# Ics and flash



## Rjl1844 (Feb 23, 2012)

Is there any browsers for ics that will play on line videos?

Sent from my DROID BIONIC using Tapatalk 2


----------



## francisedwood (Jan 15, 2012)

download the adobe flash app and use dolphin hd


----------



## Hikenit (Dec 22, 2011)

I never had luck getting Flash video to play on ICS, but there is a was post somewhere about a apk that disables flash. If you're rooted you should be able to disable the disabler.


----------



## Rjl1844 (Feb 23, 2012)

I am rooted and I did see an apk in tibackup that said flash disabler... adobe isn't supporting any 4.0 devices. Wonder if its safe.... any ideas? Thx for the responses

Sent from my DROID BIONIC using Tapatalk 2


----------



## Hikenit (Dec 22, 2011)

Did you try booting into recovery mode, clear the cache and reboot?


----------



## Hikenit (Dec 22, 2011)

I'd


Rjl1844 said:


> I am rooted and I did see an apk in tibackup that said flash disabler... adobe isn't supporting any 4.0 devices. Wonder if its safe.... any ideas? Thx for the responses
> 
> Sent from my DROID BIONIC using Tapatalk 2


That's the one! Now if you can stop that you should be golden from what I've read. Just wish I could find my link in my massive amounts of saved favorites in the past week..


----------



## marleyinoc (Oct 10, 2011)

I can play flash in stock .232 leak. I downloaded 11 from play.

Does not work in chrome tho

______
Bionic. ICS leak 6.6.232 Rooted/"stock"

**GIVEN INFORMATION:**
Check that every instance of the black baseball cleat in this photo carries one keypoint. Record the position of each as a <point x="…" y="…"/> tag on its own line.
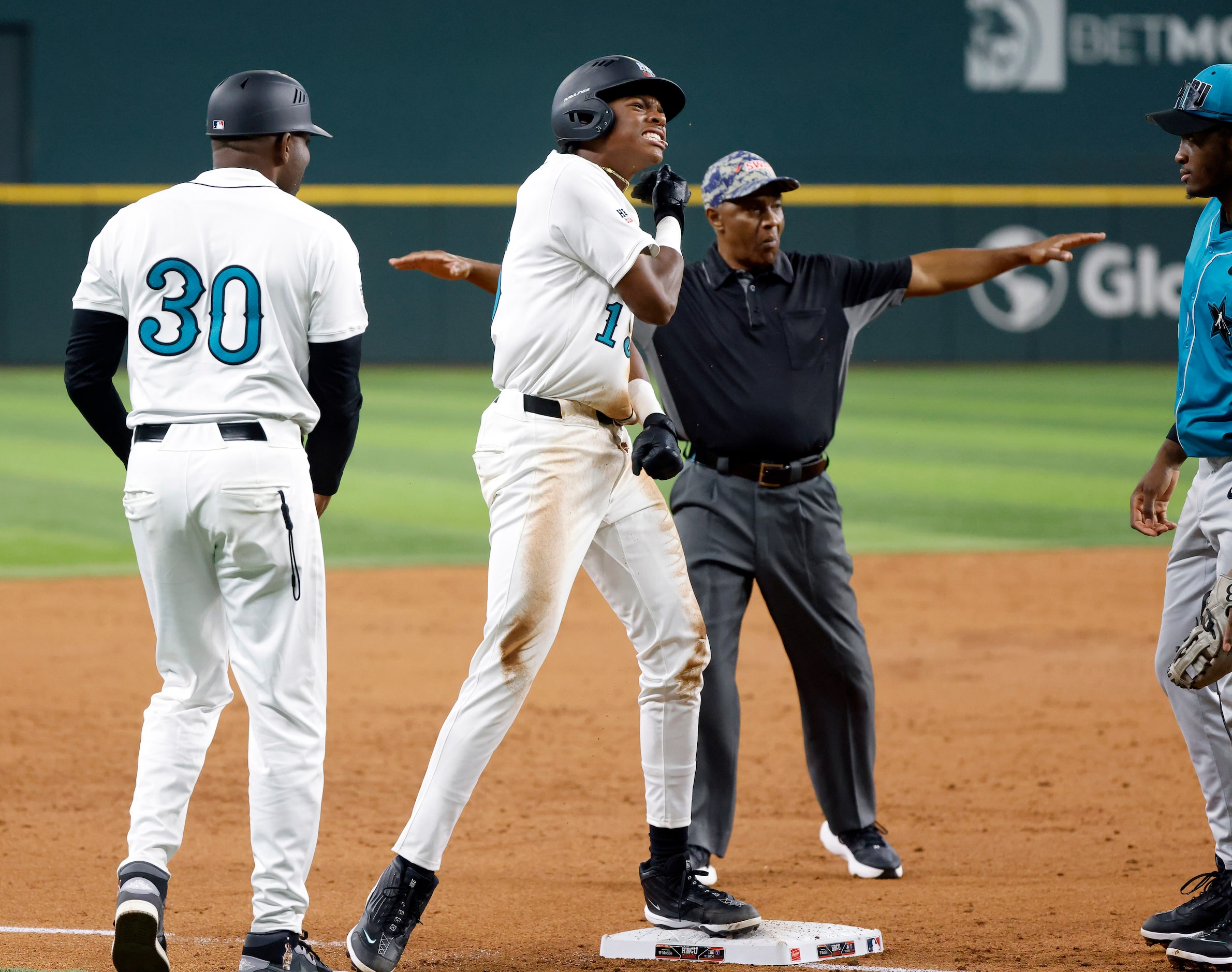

**WRITTEN TASK:** Reproduce verbatim the passage of the ICS and Flash thread between "That's the one!" and "(Oct 10, 2011)", inclusive.

**REPLY TO THE TASK:**
That's the one! Now if you can stop that you should be golden from what I've read. Just wish I could find my link in my massive amounts of saved favorites in the past week..


----------



## marleyinoc (Oct 10, 2011)